Stored data entries:

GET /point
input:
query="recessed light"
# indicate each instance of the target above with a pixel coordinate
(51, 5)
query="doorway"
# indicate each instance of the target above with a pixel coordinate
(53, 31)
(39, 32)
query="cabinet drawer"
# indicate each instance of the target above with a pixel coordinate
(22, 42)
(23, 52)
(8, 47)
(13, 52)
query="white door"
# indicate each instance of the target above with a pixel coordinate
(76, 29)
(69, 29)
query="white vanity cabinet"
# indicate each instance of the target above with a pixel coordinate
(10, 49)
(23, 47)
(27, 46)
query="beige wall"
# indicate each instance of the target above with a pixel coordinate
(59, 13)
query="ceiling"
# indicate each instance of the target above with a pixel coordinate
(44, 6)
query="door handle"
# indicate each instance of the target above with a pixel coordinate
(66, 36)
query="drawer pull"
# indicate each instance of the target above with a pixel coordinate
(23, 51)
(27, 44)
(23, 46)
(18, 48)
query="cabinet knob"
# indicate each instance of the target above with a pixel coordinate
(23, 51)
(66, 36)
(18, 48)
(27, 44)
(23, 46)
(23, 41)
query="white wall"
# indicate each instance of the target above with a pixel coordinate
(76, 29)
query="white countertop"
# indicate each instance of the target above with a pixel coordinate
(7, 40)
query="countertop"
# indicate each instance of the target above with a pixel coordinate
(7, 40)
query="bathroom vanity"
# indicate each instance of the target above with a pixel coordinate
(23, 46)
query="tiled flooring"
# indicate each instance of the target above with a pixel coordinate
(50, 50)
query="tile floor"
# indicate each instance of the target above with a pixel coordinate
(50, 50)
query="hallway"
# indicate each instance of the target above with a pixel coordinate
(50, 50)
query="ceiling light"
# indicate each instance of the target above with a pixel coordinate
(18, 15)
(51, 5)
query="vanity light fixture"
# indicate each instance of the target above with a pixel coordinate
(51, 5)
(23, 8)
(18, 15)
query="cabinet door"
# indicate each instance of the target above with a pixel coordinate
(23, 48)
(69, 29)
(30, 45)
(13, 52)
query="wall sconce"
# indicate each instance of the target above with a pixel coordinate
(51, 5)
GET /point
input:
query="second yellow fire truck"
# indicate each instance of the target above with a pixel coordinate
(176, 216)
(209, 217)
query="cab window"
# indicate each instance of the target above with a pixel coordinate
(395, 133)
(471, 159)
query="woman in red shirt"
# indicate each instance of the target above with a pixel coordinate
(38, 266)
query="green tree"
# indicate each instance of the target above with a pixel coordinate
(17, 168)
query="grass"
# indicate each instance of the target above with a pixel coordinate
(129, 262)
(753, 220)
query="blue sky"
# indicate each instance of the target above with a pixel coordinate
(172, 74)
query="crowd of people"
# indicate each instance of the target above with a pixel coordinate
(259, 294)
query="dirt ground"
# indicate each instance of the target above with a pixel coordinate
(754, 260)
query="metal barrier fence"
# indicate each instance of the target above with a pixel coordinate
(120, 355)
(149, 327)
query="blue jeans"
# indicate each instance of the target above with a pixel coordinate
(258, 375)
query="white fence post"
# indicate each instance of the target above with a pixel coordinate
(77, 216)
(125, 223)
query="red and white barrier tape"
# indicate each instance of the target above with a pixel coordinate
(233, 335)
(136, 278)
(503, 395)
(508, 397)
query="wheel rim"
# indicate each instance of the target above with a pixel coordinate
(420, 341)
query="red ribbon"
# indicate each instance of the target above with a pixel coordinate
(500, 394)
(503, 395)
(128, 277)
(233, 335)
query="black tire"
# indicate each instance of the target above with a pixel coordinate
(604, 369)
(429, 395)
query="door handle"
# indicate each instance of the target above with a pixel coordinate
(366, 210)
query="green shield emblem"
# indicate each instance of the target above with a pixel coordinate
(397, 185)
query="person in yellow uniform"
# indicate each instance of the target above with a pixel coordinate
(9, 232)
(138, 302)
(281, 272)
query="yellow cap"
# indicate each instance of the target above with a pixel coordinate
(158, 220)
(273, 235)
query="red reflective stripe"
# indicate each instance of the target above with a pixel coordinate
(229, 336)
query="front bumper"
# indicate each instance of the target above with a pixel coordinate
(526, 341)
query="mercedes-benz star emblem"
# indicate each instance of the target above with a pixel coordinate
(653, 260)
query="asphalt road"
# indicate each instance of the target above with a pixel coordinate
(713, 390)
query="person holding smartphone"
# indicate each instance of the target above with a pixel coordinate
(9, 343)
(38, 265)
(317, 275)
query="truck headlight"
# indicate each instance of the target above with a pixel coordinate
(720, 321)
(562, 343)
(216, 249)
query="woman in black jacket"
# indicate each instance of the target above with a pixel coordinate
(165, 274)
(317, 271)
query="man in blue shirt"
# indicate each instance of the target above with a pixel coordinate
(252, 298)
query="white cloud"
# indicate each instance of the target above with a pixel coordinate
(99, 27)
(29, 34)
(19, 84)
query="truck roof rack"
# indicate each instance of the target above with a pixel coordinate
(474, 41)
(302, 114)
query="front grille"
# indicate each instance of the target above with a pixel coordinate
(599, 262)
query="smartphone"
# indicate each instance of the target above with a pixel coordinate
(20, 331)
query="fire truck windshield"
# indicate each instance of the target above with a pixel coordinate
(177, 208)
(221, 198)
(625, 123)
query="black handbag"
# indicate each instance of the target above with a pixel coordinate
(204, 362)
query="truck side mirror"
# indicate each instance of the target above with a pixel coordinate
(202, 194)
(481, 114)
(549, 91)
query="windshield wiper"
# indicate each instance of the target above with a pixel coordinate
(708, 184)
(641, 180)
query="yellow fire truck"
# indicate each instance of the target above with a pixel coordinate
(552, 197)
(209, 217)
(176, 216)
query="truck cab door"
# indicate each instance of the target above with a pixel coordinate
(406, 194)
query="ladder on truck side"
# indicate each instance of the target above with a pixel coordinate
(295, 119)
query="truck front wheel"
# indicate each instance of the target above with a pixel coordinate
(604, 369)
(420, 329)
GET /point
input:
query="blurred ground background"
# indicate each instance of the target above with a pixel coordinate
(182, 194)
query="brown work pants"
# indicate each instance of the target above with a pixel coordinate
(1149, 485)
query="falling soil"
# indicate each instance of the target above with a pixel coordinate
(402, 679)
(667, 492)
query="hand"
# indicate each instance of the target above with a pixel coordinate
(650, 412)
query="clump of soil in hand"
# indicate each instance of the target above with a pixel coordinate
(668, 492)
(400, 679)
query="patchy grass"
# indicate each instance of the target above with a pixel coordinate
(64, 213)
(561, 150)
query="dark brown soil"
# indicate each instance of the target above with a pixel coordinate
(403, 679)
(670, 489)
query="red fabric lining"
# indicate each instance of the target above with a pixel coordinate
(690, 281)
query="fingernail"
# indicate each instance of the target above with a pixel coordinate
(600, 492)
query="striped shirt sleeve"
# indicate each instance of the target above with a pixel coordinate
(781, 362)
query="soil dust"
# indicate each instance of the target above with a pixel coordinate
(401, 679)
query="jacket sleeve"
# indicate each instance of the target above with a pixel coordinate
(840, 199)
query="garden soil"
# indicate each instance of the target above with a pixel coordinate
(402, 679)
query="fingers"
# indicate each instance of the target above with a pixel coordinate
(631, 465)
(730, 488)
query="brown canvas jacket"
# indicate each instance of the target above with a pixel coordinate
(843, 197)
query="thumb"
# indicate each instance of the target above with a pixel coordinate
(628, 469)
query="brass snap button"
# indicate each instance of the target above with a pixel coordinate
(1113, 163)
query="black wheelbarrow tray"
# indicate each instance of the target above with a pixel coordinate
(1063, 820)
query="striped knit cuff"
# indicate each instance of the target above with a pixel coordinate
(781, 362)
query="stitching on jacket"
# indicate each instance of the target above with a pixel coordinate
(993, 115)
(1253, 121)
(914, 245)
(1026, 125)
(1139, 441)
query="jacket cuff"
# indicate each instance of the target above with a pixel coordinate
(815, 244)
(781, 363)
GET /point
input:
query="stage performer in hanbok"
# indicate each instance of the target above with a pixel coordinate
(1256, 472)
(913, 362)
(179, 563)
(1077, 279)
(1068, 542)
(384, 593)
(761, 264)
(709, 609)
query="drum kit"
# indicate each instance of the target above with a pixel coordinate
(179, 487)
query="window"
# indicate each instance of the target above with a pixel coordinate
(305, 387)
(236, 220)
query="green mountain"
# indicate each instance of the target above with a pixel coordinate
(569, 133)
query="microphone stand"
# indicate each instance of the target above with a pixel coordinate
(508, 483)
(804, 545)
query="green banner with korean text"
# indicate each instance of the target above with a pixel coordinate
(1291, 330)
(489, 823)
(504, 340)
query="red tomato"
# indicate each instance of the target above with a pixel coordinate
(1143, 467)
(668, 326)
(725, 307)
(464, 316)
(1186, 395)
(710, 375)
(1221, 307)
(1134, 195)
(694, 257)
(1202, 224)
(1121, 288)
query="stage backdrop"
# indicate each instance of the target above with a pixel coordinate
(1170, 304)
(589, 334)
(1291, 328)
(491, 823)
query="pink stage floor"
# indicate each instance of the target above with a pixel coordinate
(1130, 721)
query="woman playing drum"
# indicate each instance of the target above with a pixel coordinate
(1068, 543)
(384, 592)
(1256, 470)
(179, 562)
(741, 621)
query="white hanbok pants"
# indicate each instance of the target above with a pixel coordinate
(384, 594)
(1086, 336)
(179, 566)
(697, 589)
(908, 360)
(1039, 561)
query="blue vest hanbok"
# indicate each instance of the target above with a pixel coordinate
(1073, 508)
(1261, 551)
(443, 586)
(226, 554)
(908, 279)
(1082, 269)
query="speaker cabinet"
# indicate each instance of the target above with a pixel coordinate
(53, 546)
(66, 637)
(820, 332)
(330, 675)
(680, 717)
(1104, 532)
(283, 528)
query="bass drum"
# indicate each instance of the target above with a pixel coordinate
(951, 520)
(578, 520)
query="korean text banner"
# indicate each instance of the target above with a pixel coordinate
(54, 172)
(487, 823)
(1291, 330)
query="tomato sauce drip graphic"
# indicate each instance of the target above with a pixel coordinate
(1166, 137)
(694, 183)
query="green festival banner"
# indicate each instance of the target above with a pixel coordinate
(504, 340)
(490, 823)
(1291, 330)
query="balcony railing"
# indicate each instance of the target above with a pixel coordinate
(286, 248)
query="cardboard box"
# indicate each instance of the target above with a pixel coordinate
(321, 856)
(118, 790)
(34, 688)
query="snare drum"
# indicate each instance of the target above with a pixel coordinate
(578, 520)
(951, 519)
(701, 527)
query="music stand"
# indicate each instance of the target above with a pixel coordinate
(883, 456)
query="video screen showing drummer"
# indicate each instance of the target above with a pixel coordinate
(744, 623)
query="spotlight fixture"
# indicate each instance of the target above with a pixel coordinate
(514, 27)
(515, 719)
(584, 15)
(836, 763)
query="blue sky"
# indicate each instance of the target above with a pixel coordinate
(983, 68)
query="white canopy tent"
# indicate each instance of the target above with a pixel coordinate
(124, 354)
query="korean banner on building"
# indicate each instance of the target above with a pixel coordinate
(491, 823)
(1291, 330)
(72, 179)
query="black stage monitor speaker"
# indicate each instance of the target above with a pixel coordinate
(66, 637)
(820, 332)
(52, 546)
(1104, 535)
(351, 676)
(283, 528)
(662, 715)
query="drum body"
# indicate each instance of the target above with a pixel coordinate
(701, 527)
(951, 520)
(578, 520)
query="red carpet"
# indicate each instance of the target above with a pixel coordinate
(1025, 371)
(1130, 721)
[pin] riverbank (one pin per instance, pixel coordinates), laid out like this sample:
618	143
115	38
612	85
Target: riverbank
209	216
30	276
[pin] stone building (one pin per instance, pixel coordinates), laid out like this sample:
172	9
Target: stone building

> _Task to carry out_: The answer should be one number, namely how many lines of the entries above include the string "stand".

> _Reply to the exercise_: 2